Exercise prompt —
Transcribe each of the records below exactly, excluding all pictures.

Image point grounding data:
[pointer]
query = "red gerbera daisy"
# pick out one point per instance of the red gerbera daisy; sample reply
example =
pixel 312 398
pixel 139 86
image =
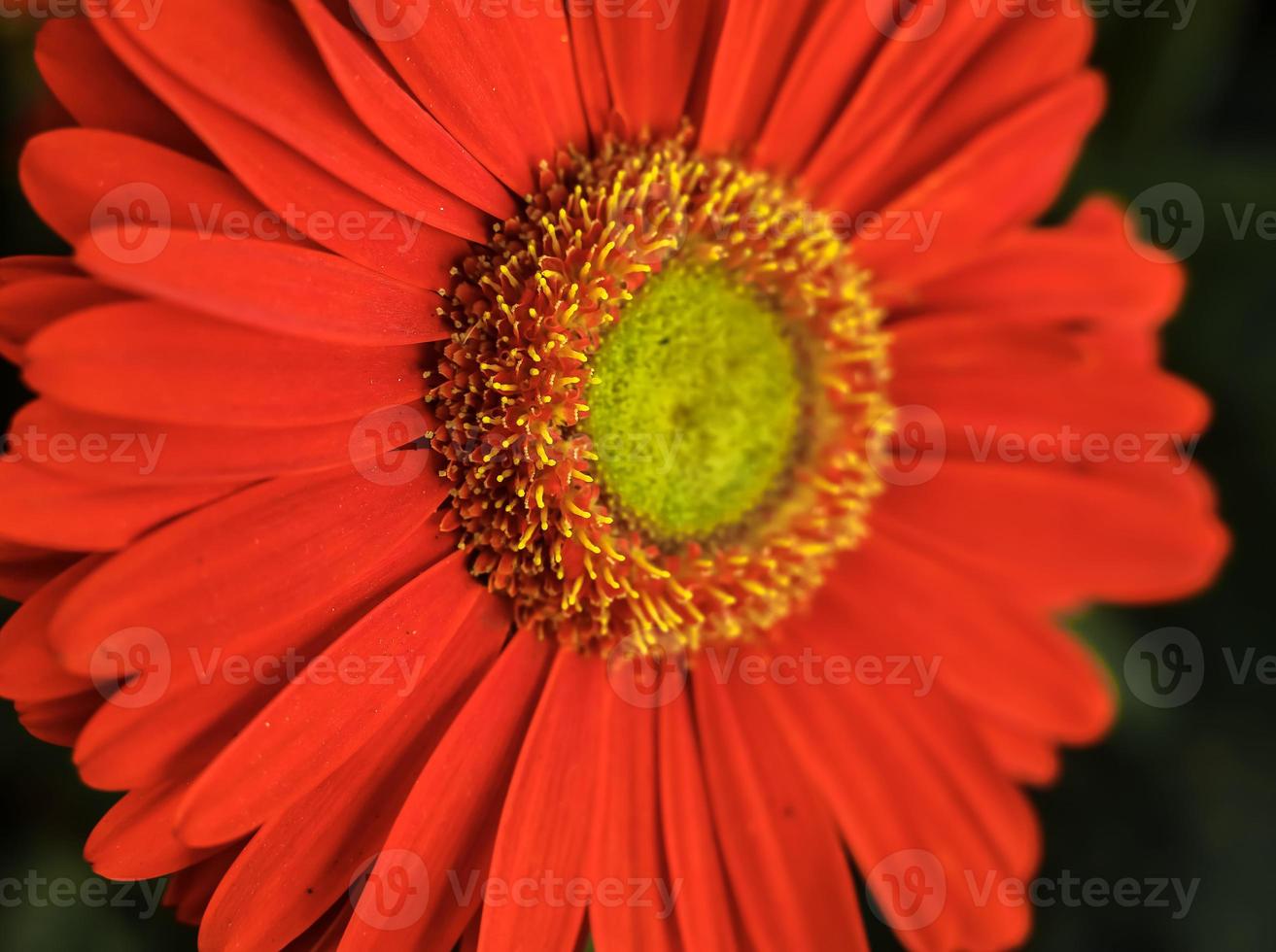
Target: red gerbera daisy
pixel 427 378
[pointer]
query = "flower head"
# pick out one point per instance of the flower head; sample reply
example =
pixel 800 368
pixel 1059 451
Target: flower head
pixel 509 470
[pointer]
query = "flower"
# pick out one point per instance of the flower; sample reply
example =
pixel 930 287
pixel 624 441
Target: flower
pixel 502 470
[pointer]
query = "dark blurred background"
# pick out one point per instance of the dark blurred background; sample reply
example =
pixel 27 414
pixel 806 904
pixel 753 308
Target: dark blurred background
pixel 1185 793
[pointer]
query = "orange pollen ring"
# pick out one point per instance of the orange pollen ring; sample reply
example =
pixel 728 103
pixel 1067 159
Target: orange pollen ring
pixel 510 394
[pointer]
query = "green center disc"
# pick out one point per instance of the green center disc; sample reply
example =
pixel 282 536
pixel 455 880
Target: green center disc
pixel 696 405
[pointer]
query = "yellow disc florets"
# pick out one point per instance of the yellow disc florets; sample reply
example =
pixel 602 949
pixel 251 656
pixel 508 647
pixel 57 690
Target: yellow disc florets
pixel 588 542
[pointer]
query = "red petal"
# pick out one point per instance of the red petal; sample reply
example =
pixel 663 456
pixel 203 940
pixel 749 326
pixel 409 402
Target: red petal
pixel 265 556
pixel 473 73
pixel 651 57
pixel 1006 176
pixel 175 190
pixel 274 286
pixel 23 569
pixel 28 667
pixel 42 505
pixel 396 118
pixel 213 690
pixel 448 821
pixel 543 833
pixel 118 451
pixel 627 837
pixel 1067 535
pixel 25 306
pixel 321 721
pixel 231 52
pixel 302 195
pixel 135 841
pixel 755 45
pixel 306 857
pixel 704 912
pixel 100 92
pixel 158 362
pixel 789 874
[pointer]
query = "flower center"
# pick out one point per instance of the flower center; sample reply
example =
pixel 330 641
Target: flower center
pixel 694 406
pixel 656 405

Output below —
[pointer]
query = "red gerbera daisy"
# pick out one point per instance of the red gerbera daisy; sample reply
example =
pixel 312 398
pixel 139 86
image =
Target: red gerbera daisy
pixel 427 378
[pointer]
query = "flower head"
# pick out one point per instance of the flower head; sample reply
example =
pixel 800 368
pixel 1059 451
Target: flower head
pixel 509 470
[pointer]
query = "flower"
# pick out one point per instance of the flower; sample reply
example =
pixel 930 287
pixel 624 441
Target: flower
pixel 502 470
[pointer]
query = "dark blurred background"
# pick out one point per instance of the dark blurred background; sample reply
example =
pixel 27 414
pixel 806 904
pixel 753 308
Target: dark blurred background
pixel 1185 793
[pointer]
query = "orange pollen ring"
# pick out one point per instance of the orange pollen ring; sample reply
example =
pixel 728 103
pixel 1067 159
Target: orange pollen ring
pixel 510 394
[pointer]
query = "green center disc"
# pick out one point per instance of the green center disc; sample reply
example =
pixel 282 536
pixel 455 880
Target: green center disc
pixel 696 405
[pointer]
query = "yellow disc florets"
# pick out one point per instance of the yellow disc florets; sample reply
example =
pixel 602 949
pixel 251 656
pixel 508 647
pixel 57 690
Target: yellow disc florets
pixel 588 542
[pointer]
query = "red petal"
# pick out one point per instance of the red petal; sample reply
example =
pixel 663 456
pixel 203 940
pixel 749 326
pixel 409 402
Target: red petal
pixel 265 556
pixel 473 73
pixel 651 57
pixel 1006 176
pixel 175 190
pixel 274 286
pixel 23 569
pixel 28 667
pixel 42 505
pixel 396 118
pixel 213 690
pixel 448 821
pixel 543 833
pixel 118 451
pixel 627 837
pixel 1067 535
pixel 25 306
pixel 321 721
pixel 231 52
pixel 302 195
pixel 135 841
pixel 755 45
pixel 306 857
pixel 704 912
pixel 100 92
pixel 158 362
pixel 789 874
[pointer]
query = "flower center"
# pick out one point per instance of the flower center; sample reply
example =
pixel 330 641
Target: flower center
pixel 694 406
pixel 656 405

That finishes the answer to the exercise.